AIM: Below is a block of records: output all of them exactly and leave out the pictures.
# Start of PROVIDED INFORMATION
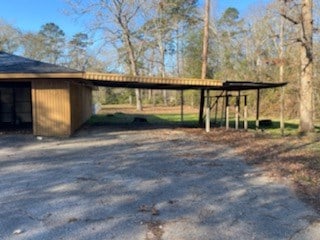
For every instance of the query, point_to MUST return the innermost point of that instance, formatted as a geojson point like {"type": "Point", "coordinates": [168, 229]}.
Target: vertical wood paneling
{"type": "Point", "coordinates": [51, 107]}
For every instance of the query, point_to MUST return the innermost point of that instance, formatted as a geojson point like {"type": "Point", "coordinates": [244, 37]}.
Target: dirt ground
{"type": "Point", "coordinates": [145, 184]}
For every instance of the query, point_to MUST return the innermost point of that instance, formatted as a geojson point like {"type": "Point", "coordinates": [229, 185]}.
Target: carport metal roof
{"type": "Point", "coordinates": [16, 67]}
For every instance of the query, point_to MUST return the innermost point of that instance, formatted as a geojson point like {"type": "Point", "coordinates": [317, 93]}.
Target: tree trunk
{"type": "Point", "coordinates": [306, 87]}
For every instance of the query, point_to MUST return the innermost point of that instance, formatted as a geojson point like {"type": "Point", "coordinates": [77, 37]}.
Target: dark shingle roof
{"type": "Point", "coordinates": [10, 63]}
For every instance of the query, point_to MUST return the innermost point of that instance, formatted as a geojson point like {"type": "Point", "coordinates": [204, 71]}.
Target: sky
{"type": "Point", "coordinates": [30, 15]}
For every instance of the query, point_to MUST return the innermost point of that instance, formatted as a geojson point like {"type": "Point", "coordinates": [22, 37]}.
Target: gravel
{"type": "Point", "coordinates": [148, 184]}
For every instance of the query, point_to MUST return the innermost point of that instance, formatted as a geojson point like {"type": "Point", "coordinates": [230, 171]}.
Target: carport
{"type": "Point", "coordinates": [59, 99]}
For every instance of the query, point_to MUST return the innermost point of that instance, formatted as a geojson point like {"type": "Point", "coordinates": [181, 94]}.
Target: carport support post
{"type": "Point", "coordinates": [181, 102]}
{"type": "Point", "coordinates": [258, 109]}
{"type": "Point", "coordinates": [245, 114]}
{"type": "Point", "coordinates": [227, 111]}
{"type": "Point", "coordinates": [208, 110]}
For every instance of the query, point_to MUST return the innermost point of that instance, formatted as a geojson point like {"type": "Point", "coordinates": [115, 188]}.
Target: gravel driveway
{"type": "Point", "coordinates": [141, 184]}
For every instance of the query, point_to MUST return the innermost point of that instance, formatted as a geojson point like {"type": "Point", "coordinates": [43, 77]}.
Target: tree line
{"type": "Point", "coordinates": [164, 38]}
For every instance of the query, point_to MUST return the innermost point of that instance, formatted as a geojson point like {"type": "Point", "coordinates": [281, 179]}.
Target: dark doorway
{"type": "Point", "coordinates": [15, 105]}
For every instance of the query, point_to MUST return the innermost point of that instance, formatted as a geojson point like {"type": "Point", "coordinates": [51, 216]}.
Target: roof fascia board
{"type": "Point", "coordinates": [40, 75]}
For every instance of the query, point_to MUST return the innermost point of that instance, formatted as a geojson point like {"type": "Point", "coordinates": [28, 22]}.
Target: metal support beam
{"type": "Point", "coordinates": [245, 114]}
{"type": "Point", "coordinates": [258, 109]}
{"type": "Point", "coordinates": [182, 103]}
{"type": "Point", "coordinates": [208, 111]}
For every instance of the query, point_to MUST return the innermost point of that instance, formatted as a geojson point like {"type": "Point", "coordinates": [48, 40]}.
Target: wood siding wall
{"type": "Point", "coordinates": [81, 103]}
{"type": "Point", "coordinates": [51, 107]}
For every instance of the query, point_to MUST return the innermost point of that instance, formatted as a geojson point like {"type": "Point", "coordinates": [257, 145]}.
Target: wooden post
{"type": "Point", "coordinates": [258, 109]}
{"type": "Point", "coordinates": [208, 111]}
{"type": "Point", "coordinates": [245, 114]}
{"type": "Point", "coordinates": [181, 103]}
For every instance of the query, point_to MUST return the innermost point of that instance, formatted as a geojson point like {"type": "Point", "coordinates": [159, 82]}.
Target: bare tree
{"type": "Point", "coordinates": [9, 37]}
{"type": "Point", "coordinates": [118, 22]}
{"type": "Point", "coordinates": [305, 20]}
{"type": "Point", "coordinates": [204, 55]}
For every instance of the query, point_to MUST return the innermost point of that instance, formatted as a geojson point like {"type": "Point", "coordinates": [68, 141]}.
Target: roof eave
{"type": "Point", "coordinates": [40, 75]}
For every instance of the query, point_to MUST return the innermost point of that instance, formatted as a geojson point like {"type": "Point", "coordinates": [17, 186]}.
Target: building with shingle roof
{"type": "Point", "coordinates": [51, 99]}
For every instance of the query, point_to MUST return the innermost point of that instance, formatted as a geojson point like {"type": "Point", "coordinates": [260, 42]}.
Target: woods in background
{"type": "Point", "coordinates": [164, 38]}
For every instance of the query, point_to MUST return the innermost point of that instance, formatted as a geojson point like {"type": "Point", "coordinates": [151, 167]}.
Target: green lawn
{"type": "Point", "coordinates": [291, 127]}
# End of PROVIDED INFORMATION
RESULT:
For every instance of the query, point_to MUST return the innermost point of that instance, formatted as a geojson point like {"type": "Point", "coordinates": [168, 229]}.
Target: vertical wood paneling
{"type": "Point", "coordinates": [51, 107]}
For every instance of the query, point_to MUST return the innermost point of that instance, formatted as a geojson point like {"type": "Point", "coordinates": [244, 37]}.
Target: dirt ground
{"type": "Point", "coordinates": [145, 184]}
For every instance of the query, point_to MUST return the innermost point of that instance, formatted as a geojson point like {"type": "Point", "coordinates": [229, 185]}.
Target: carport metal roof
{"type": "Point", "coordinates": [16, 67]}
For every instance of the query, point_to MUST return the innermost point of that instance, formatted as a geojson point like {"type": "Point", "coordinates": [317, 93]}.
Target: tree trunk
{"type": "Point", "coordinates": [306, 87]}
For every instance of the query, point_to MUST return the innermost point of that instance, formatted as a geojson point like {"type": "Point", "coordinates": [77, 37]}.
Target: dark shingle roof
{"type": "Point", "coordinates": [10, 63]}
For every instance of the query, point_to MUST return the innermost point of that instance, formatted as a geojson point like {"type": "Point", "coordinates": [204, 71]}.
Target: sky
{"type": "Point", "coordinates": [30, 15]}
For every instance of the query, point_to MUST return the innermost point of that instance, formatted as a geojson point like {"type": "Point", "coordinates": [22, 37]}.
Target: gravel
{"type": "Point", "coordinates": [148, 184]}
For every instance of the query, point_to MUST return the innermost point of that instance, formatted as a geojson point like {"type": "Point", "coordinates": [230, 171]}.
Target: carport
{"type": "Point", "coordinates": [59, 99]}
For every instance of the query, point_to MUST return the innermost point of that instance, formatted as a geojson point like {"type": "Point", "coordinates": [181, 94]}.
Target: carport support post
{"type": "Point", "coordinates": [181, 102]}
{"type": "Point", "coordinates": [258, 109]}
{"type": "Point", "coordinates": [245, 114]}
{"type": "Point", "coordinates": [227, 111]}
{"type": "Point", "coordinates": [208, 110]}
For every instance of the query, point_to MUST return the innermost point of that instance, formatted as a geojson point like {"type": "Point", "coordinates": [115, 188]}.
Target: gravel driveway
{"type": "Point", "coordinates": [141, 184]}
For every instance of the query, point_to MUST return the innermost point of that instance, formatted as a geojson point like {"type": "Point", "coordinates": [43, 77]}.
Target: tree line
{"type": "Point", "coordinates": [164, 38]}
For every instance of the query, point_to MUST return the innermost point of that instance, formatted as a geojson point like {"type": "Point", "coordinates": [281, 179]}.
Target: dark doorway
{"type": "Point", "coordinates": [15, 105]}
For every instance of the query, point_to MUST return the innermost point of that instance, formatted as a geojson point like {"type": "Point", "coordinates": [51, 216]}.
Target: roof fascia board
{"type": "Point", "coordinates": [40, 75]}
For every instance of the query, point_to MUST return the innermost point of that instance, formatted as a geojson point like {"type": "Point", "coordinates": [28, 22]}.
Target: metal support beam
{"type": "Point", "coordinates": [245, 114]}
{"type": "Point", "coordinates": [258, 109]}
{"type": "Point", "coordinates": [182, 103]}
{"type": "Point", "coordinates": [208, 111]}
For every instance of the query, point_to MUST return the innermost point of that instance, formatted as a geojson point like {"type": "Point", "coordinates": [48, 40]}.
Target: wood siding wall
{"type": "Point", "coordinates": [81, 103]}
{"type": "Point", "coordinates": [51, 107]}
For every instance of the query, point_to MUST return the innermost point of that instance, formatted as a geojson point like {"type": "Point", "coordinates": [257, 145]}.
Target: wooden post
{"type": "Point", "coordinates": [258, 109]}
{"type": "Point", "coordinates": [208, 111]}
{"type": "Point", "coordinates": [245, 114]}
{"type": "Point", "coordinates": [181, 103]}
For every instance of the query, point_to MUST return the innermost point of that instance, formatted as a geojson point like {"type": "Point", "coordinates": [159, 82]}.
Target: bare tree
{"type": "Point", "coordinates": [9, 37]}
{"type": "Point", "coordinates": [118, 22]}
{"type": "Point", "coordinates": [305, 20]}
{"type": "Point", "coordinates": [204, 55]}
For every instance of the query, point_to MUST return the innermost point of that instance, formatted as a geojson point like {"type": "Point", "coordinates": [68, 141]}.
Target: roof eave
{"type": "Point", "coordinates": [40, 75]}
For every instance of the query, point_to MUST return the innermost point of that instance, formatted as a geojson point like {"type": "Point", "coordinates": [17, 186]}.
Target: building with shingle roof
{"type": "Point", "coordinates": [51, 99]}
For every instance of the query, point_to MUST return the innermost point of that instance, formatted as a geojson point like {"type": "Point", "coordinates": [260, 42]}.
Target: woods in background
{"type": "Point", "coordinates": [164, 38]}
For every instance of the query, point_to MUST return the innermost point of that instance, formatted as a geojson point like {"type": "Point", "coordinates": [151, 167]}.
Target: green lawn
{"type": "Point", "coordinates": [291, 127]}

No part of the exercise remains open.